Document segment:
## Start
TNode *make_node(unsigned int key, TData *data) {
TNode *node = malloc(sizeof(TNode));
node->key = key;
node->pdata = data;
node->prev = NULL;
node->next = NULL;
return node;
}
// Inserts a node into the correct point of the
// double linked list. The list is sorted
// in ascending order of the key. Duplicate keys
// are permitted, though not recommended.
// llist = Pointer to link list
// node = Pointer to node created by make_node
// dir = 0: Insert in ascending order
// dir = 1: Insert in descending order
void insert_node(TNode **llist, TNode *node, int dir) {
if(*llist == NULL) {
*llist = node;
(*llist)->trav = *llist;
(*llist)->tail = *llist;
}
else
if(((*llist)->key >= node->key && dir == 0) || (((*llist)->key <= node->key) && dir == 1)) {
node->next = *llist;
(*llist)->prev = node;
*llist = node;
(*llist)->trav = *llist;
}
else
{
TNode *trav = *llist;
if(dir == 0)
## End
Jobs:
• A. Answer these questions about the linked list code:
(i) What values does make_node assign to prev and next?
(ii) According to the comments, what does a dir value of 1 mean?
(iii) Do the comments say duplicate keys are allowed?
• B. Please finish out the linked list code, picking up right after its final line.

Extracted data:
## Start
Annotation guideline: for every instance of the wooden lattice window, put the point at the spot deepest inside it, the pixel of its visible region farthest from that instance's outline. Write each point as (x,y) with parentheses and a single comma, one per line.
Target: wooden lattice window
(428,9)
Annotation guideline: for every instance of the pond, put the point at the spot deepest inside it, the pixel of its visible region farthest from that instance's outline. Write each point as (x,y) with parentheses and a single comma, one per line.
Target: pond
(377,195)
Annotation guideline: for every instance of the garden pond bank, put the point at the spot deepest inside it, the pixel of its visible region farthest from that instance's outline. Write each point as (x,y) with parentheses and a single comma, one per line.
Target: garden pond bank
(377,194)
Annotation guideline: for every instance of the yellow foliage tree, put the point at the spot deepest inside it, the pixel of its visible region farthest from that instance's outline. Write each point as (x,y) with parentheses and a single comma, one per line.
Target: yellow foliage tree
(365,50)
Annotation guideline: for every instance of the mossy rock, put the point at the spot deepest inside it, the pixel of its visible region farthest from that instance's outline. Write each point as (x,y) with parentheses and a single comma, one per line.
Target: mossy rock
## End
## Start
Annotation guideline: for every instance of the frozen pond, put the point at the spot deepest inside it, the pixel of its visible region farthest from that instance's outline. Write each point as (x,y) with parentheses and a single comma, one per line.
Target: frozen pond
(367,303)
## End
## Start
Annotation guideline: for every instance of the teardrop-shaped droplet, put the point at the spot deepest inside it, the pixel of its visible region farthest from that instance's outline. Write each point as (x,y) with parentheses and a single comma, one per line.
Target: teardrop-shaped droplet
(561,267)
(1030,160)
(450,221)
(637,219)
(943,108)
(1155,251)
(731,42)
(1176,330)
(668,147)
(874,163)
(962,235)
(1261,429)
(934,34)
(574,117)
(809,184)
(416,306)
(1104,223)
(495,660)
## End
Written responses:
• A.
(i) Both are set to NULL.
(ii) Insert in descending order.
(iii) Yes, they are permitted, though not recommended.

• B.
while(trav->next != NULL && trav->key < node->key)
trav = trav->next;
else if(dir == 1)
while(trav->next != NULL && trav->key > node->key)
trav = trav->next;
if(trav->next == NULL && ((trav->key < node->key && dir == 0) ||
(trav->key > node->key && dir == 1))) {
trav->next = node;
node->prev = trav;
// Set the tail
(*llist)->tail = node;
} else {
// Insert into the previous space
node->next = trav;
if(trav->prev != NULL) {
trav->prev->next = node;
node->prev = trav->prev;
}
if(trav->next != NULL) {
}
trav->prev = node;
}
}
}
// Remove a given node from the linked list
void delete_node(TNode **llist, TNode *node) {
if(*llist == NULL || node == NULL)
return;
if((*llist)->key == node->key) {
// Node to be deleted is at the front of the list.
*llist = (*llist)->next;
// Ensure that we don't point to it anymore.
if(*llist != NULL)
(*llist)->prev = NULL;
}
else
{
TNode *trav = *llist;
while(trav != NULL && trav->key != node->key)
trav = trav->next;
// We've found the deletion point
if(trav != NULL) {
trav->prev->next = trav->next;
if(trav->next != NULL)
trav->next->prev = trav->prev;
else
(*llist)->tail = trav->prev;
}
}
free(node);
}
// Find a node that has the value of key
// If there are duplicate keys, the first one encountered
// will be returned.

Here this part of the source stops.